— How to complete this task —
What is needed is each line of the data below that holds the string "reader".

— Data for review —
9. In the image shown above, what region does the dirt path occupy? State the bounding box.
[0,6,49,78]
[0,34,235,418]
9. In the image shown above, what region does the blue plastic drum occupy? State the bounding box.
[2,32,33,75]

==

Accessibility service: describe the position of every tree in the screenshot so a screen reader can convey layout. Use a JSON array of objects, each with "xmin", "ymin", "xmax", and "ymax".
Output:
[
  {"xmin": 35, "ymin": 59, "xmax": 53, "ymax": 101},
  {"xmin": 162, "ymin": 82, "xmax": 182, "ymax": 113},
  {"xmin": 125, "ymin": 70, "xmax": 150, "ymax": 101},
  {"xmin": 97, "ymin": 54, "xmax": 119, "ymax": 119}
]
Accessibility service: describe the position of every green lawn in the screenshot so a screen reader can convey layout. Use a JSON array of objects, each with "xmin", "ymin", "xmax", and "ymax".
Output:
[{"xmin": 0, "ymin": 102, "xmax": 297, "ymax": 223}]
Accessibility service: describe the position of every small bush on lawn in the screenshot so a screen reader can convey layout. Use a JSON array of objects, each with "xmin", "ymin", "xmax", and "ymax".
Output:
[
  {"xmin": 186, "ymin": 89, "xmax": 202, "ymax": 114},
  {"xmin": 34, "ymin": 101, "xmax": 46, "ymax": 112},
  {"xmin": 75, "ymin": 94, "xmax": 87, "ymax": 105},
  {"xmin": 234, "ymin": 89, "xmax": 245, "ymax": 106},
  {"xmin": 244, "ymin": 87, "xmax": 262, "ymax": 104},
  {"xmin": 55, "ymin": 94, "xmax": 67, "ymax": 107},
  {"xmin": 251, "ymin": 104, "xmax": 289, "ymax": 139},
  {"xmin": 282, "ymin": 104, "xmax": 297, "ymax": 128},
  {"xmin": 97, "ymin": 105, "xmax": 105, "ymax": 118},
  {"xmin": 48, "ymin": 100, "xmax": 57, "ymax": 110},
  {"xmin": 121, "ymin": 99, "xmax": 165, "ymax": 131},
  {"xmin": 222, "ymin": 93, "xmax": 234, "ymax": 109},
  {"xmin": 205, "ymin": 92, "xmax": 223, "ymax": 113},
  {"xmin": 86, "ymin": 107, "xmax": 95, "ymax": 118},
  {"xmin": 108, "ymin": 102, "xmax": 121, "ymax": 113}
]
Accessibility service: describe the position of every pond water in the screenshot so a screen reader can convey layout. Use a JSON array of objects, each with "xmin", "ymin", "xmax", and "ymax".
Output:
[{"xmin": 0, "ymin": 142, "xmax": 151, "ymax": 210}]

— Task solution —
Accessibility service: describe the position of every tree in the screenshot so a screen reader can convey layout. Use a JSON array of objects, each with "xmin", "ymin", "xmax", and "ymax".
Accessibility service: describe the position of every green lawn in the screenshot so a screen reader can convey layout. Use a JSON array of objects, each with "xmin", "ymin", "xmax", and "ymax".
Accessibility service: describe the position of every small bush on lawn in the screenshot so a screen reader can convey layout. Use a JSON array of objects, each with "xmin", "ymin", "xmax", and "ymax".
Accessibility service: describe the position of every pond water in the screenshot so a screen reader can convey layout. Use a JSON array of objects, each with "xmin", "ymin", "xmax", and "ymax".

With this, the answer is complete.